+++ Document extract

Dennis and some of the Getty staff and several of the Getty grounds people visited Southern France and Italy early in the planning process to look at gardens and look at landscape and plant material. It was very important, and the Villa does have some pretty significant gardens. With this new plan for the entry sequence for visitors, landscaping became tremendously important as a means to both reveal, showcase, and hide the Villa as visitors approach it. There's a really wonderful entry walk from where visitors park where you really don't see much of the building or the long wall around the outer peristyle garden until one point in the path where all of a sudden the building is revealed to you in the distance and then quickly hidden again by all new planting.
There were a very large number of trees – over 100 – which were in the way of new construction. The Getty boxed those trees up a long time ago, and it was exciting to see how Dennis had thought of those trees in a way that formed a really wonderful new organizing scheme for all of the new planting and landscaping. Most of those trees got replanted in different places on the site including one very large atlas cedar, which is a 140,000-pound tree.
Dennis died in the middle of the project, unfortunately. His associate Matt Randolph, who had worked with him about a year and was fresh out of Cal Poly Pomona, was asked by Dennis' family to complete the project on his behalf. So Matt and his wife Amy Korn formed a firm called kornrandolph, which took over Dennis' offices in Pasadena, inherited the project and saw it through for us.
What element of the design might not be apparent to the public on their first visit to the Villa?
One of the critical elements for organizing a visitor's experience of the site, which is explained in some of the written literature and the short orientation film in the museum, is the concept of having this building as a restored object in an archeological dig. The minute that one points out to a visitor a couple of the visual cues, they have that sense of being in a place that is carved out of the earth. A lot of the new construction material – all of the new buildings are made of concrete, exposed aggregate, wood, stone, glass – are intended to indicate geological layering.
A thin layer of Turkish porphyry pretty much encircles the museum plaza area where all of the main visitor activities are. It starts being exposed at one end as a single stair tread that then continues around the site, becomes the window sill of the museum store, continues around to another stair landing, continues around the interior of the auditorium lobby and emerges on the other side of the auditorium as another stair landing.
A docent I was leading on a tour the other day suggested that she could describe it as the "band that ties the site together" and I agree that that's precisely what it is. It's this geologic band that ties the site together. I think that's the thing that people won't necessarily understand without some quick little clue, but it certainly has been apparent to architectural visitors and people who are involved in architectural construction. They see it and get it right away.
As the project manager for such a complex project, what was your day like? Give our readers a sense of your last six years at the Villa.
I felt that my role was to be the central point for information and communication on the project. With the incredible assistance of my team of five to seven people, and working very closely with Morley Construction, Machado & Silvetti, SPF:architects (the Los Angeles firm who did an amazing job as executive architect), and my Getty colleagues, my responsibility was to know enough about what was going on to be sure that everyone who needed the same information in order to move forward had that same information. It's very easy on a project this large and this complex for people to set off without full information, because they're good, they're creative, intelligent, and they want to get it done and do a good job. The corollary to being the central point of communication was to constantly remind people that defining problems is 95 percent of solving problems and that rushing off to solve things you haven't fully defined is often wasted energy. If you spend a lot of time figuring out the definition, then you've got the problem pretty much solved. Again, it wasn't because people weren't good. It's because really good people try to solve problems right away.

++++++
+++ Data excerpts

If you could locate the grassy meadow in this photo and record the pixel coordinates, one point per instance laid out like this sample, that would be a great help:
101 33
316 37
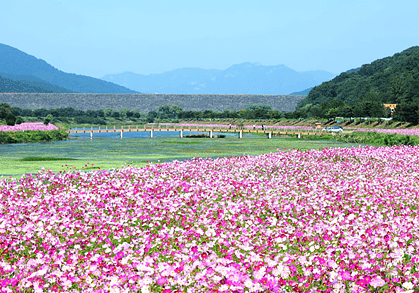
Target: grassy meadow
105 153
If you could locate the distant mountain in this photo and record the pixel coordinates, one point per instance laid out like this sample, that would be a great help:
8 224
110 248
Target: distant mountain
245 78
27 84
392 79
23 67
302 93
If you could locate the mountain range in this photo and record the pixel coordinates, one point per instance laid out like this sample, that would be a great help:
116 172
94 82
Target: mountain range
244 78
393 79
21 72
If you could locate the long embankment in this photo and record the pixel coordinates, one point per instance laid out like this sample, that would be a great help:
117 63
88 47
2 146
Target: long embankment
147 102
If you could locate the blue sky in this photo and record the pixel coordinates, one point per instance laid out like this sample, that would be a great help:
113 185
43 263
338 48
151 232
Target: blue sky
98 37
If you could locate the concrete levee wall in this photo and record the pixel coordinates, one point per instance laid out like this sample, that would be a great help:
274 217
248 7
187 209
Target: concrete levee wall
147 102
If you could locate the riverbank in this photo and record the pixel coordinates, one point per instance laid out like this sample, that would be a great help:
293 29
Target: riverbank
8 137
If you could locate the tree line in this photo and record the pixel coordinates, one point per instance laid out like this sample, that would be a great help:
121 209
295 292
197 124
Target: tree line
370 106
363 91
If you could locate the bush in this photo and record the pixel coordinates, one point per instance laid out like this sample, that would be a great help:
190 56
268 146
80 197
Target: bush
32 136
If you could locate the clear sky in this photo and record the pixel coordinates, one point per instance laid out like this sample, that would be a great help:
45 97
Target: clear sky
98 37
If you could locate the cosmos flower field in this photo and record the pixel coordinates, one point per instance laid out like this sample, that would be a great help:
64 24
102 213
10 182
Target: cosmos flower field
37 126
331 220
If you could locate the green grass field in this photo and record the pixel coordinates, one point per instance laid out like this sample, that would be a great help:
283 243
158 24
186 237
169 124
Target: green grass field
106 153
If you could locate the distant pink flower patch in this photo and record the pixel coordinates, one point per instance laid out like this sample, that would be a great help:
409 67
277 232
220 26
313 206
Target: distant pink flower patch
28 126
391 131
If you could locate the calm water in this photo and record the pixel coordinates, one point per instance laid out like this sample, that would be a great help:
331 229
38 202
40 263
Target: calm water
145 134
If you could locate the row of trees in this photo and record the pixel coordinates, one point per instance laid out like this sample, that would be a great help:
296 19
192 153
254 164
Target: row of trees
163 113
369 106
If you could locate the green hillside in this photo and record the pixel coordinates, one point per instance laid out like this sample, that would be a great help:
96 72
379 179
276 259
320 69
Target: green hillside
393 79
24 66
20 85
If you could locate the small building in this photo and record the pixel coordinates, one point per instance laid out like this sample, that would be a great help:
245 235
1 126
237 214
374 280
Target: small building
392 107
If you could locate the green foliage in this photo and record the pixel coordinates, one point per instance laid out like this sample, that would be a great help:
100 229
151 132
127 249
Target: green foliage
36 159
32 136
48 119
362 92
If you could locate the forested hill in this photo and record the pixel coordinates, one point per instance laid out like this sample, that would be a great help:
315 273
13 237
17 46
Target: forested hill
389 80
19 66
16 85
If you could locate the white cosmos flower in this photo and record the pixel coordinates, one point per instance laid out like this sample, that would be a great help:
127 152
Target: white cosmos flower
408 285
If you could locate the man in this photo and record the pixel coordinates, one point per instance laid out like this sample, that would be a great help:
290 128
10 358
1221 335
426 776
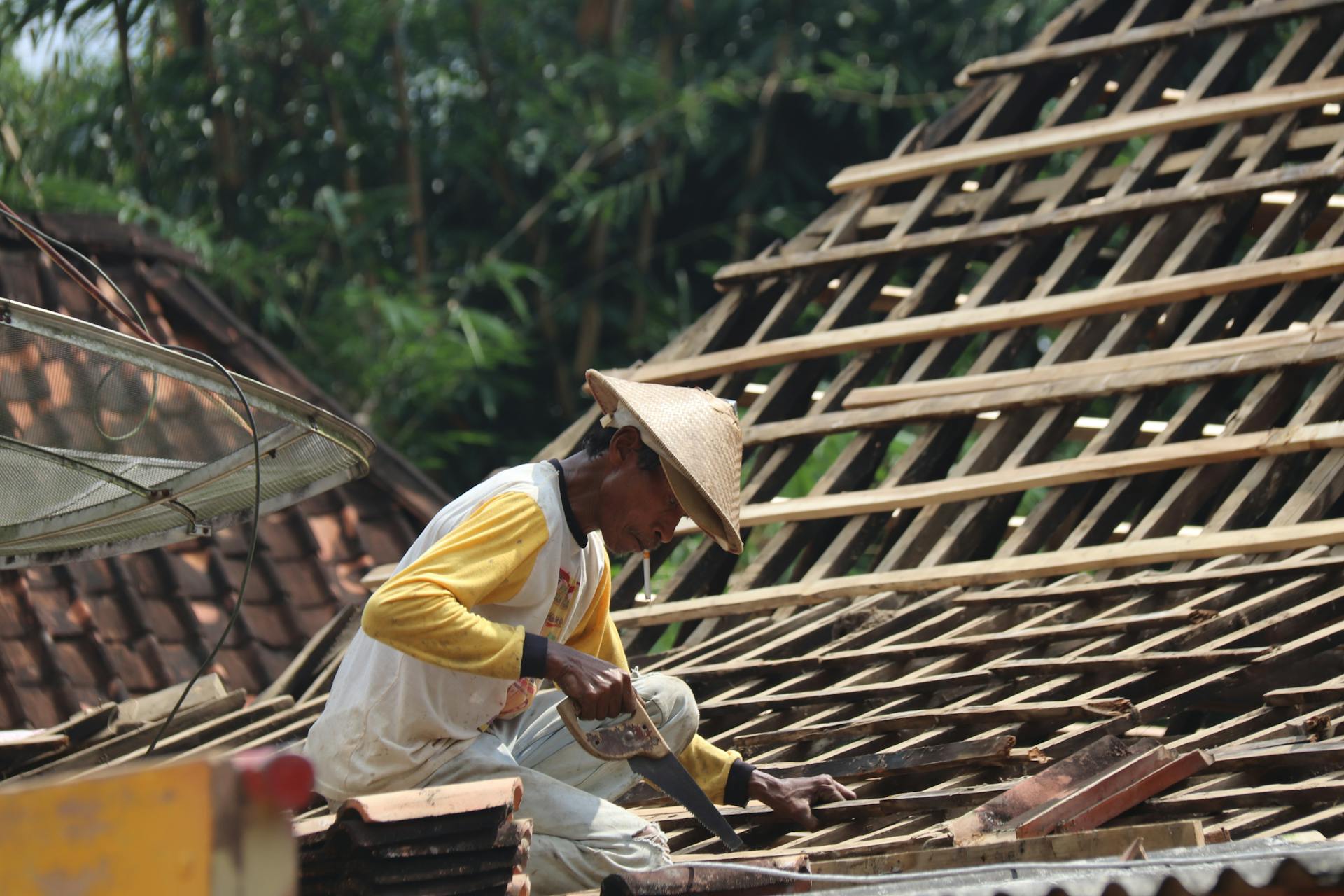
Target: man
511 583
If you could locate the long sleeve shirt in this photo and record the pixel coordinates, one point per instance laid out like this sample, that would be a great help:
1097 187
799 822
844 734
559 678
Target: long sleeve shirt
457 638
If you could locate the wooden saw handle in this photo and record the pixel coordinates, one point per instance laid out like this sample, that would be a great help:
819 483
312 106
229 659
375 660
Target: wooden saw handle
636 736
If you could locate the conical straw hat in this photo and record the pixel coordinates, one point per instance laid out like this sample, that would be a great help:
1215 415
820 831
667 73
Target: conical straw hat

++++++

> [Objectives]
a – Filter the records down to the lines that contain the string "shirt", copying each such line.
b – Write the next portion of the Getty Villa interview, beginning after its final sentence.
The records have no connection to the text.

> [Task-by-task answers]
a –
If you could locate the long sleeve shirt in this photo and record the pixel coordinates, one point per instance laid out like this sample, that would be a great help:
Target: long sleeve shirt

b –
We had a facilitator work with the architect and the contractor and the Getty team, and one of the things the facilitator said to us early on was that the most successful projects are ones in which when someone came into a project meeting well along into a project, they couldn't tell who was the owner, who was the architect, and who was the contractor. Everyone has to be aimed at the same goal and working on the same goal. So I really tried to make sure that everybody owned it and was headed to the same place.
And how was your relationship with the general contractor, Morley Construction Co.?
Morley Construction Company was a superb group on this project. They were engaged from the outset in the design development process with the architects and cost estimating, which is a really important thing to do, because constructability, particularly in a project where design is as complex as this, is an enormously important issue and sometimes those who are responsible for doing it know more about how something can turn out than the architects themselves do. Morely has an incredibly talented pool of young engineers and project managers, and Morely did its own subcontracting for all of the concrete work, and concrete is, in a variety of forms, one of the most important parts of realizing the intent for the project.
Share with our readers the regulations you lived with – the zoning and coastal laws, historic preservation, etc. – all of the rules one has to cope with when doing a project like this on the coast.
Let me start with what we didn't really have to deal with, which were any serious historic preservation issues. The ranch house is the most historic building on the site and it has no particular listing. It's not old enough and wasn't deemed architecturally significant enough to have one. It has significance because of its association with Getty. It's where he lived and is where the first museum was. Indeed, in our conditional use permit, it is the one part of the project that is addressed for conservation purposes, and that was done rather sparingly.
For the rest of the project we didn't have much historic preservation to deal with. We did have concerns about how to proceed if we found archeological or paleo-anthological artifacts. We dug a lot, had to export a lot of dirt and had a full-time monitor on site while we were digging, but we didn't find anything.
I think the primary issues for the public, the coastal commission, and the city were issues about traffic and noise, issues about impacts on the neighborhoods and the Pacific Coast Highway. I think the kinds of things that the city caused to be part of the conditional use permits for the project and the kinds of things the Coastal Commission was concerned to be sure we were very careful about had to do with controlling noise and traffic.
And what solutions did you devise?
With regard to traffic, the city insisted, quite reasonably, that the reservation system that had been implemented when the Getty first opened in 1974 be maintained so that there was some control of the number of people that would be coming to the site. The Getty has actually gone further than that. The system used to be one where you had to have a reservation to come in. Now you've got to have a timed ticket to come in. We're trying to control not only the number of people but also the timing of people arriving at the site.
With regard to noise, there are five noise-monitoring locations around the perimeter that were set up before the project even began. The ambient noise levels at those locations were set while the Villa was in operation in its previous incarnation, and we are enjoined from exceeding those levels by a very small threshold, and if we do we are fined.
Corbin, your work here as owner's rep and project manager will come to a close by the summer of 2006. What do you take away from this project, and what lessons might you apply in a similar situation?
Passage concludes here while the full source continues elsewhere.